• _Goal of the exercise_
Select and copy every line of the rows that contains the string "plastic". Case counts.

• _Exercise data_
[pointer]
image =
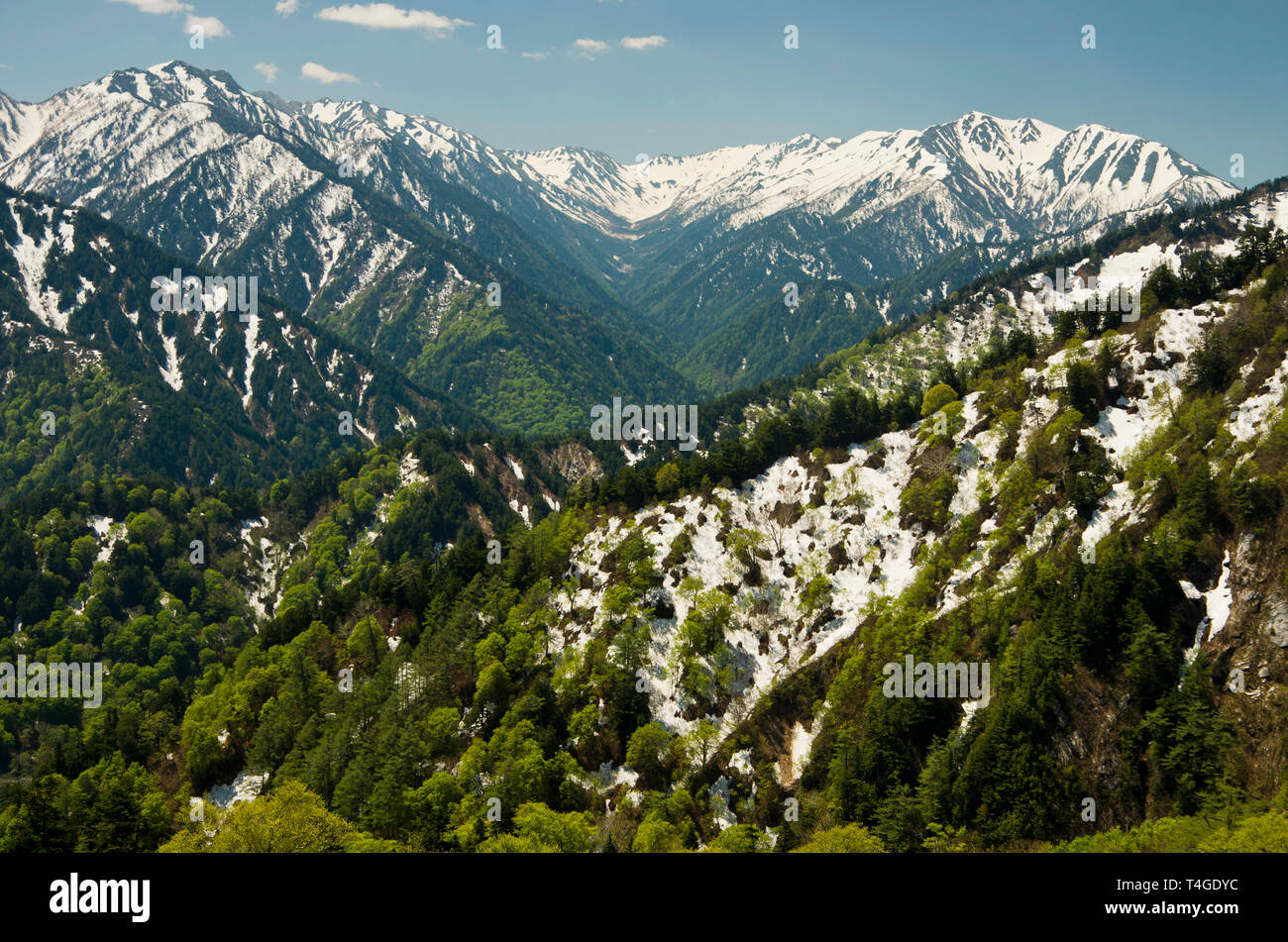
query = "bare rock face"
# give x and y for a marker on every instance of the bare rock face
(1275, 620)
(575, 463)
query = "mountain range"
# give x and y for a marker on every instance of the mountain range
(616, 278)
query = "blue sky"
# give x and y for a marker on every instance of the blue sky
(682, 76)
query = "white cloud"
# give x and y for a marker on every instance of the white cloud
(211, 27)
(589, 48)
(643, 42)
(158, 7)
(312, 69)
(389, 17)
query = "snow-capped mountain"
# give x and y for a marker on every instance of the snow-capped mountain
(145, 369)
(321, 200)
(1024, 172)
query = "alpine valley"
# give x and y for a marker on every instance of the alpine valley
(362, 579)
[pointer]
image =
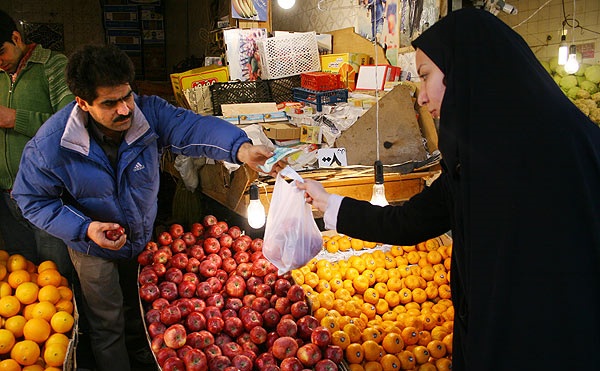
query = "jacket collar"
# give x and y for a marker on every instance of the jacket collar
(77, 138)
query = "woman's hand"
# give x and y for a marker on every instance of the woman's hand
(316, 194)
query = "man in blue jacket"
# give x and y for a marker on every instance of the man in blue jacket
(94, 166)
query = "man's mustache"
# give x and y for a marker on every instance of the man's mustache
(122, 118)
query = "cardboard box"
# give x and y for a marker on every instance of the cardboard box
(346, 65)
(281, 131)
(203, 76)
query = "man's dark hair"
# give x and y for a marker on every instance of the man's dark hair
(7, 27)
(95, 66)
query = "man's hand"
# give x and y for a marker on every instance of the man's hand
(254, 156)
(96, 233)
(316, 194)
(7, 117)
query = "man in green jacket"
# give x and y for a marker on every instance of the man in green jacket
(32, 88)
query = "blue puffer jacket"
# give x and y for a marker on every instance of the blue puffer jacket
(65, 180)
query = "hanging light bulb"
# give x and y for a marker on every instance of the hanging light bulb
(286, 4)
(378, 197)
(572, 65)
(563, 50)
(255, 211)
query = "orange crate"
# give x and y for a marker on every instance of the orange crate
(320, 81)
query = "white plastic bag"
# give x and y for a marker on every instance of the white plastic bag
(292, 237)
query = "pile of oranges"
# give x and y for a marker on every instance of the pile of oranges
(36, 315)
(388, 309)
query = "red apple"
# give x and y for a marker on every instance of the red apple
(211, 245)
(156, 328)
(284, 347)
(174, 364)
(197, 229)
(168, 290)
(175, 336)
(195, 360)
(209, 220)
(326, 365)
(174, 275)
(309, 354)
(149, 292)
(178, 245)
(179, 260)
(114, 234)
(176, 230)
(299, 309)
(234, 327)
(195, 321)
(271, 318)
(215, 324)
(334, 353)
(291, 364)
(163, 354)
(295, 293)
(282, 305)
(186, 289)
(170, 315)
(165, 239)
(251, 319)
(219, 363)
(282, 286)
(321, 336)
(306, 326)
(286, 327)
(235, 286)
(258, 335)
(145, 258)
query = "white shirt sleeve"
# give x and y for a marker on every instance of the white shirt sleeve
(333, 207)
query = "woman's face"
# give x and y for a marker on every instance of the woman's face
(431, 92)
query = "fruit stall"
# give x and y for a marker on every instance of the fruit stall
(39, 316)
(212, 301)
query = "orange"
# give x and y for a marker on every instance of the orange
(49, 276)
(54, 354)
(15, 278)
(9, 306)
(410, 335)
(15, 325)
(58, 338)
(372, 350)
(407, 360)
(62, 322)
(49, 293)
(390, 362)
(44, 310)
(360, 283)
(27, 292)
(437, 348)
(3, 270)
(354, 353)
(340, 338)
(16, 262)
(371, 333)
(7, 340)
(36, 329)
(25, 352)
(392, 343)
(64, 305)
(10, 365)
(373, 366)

• _Solution to this problem_
query = "white plastic bag"
# give x and y for a marker on every instance of the white plastic bag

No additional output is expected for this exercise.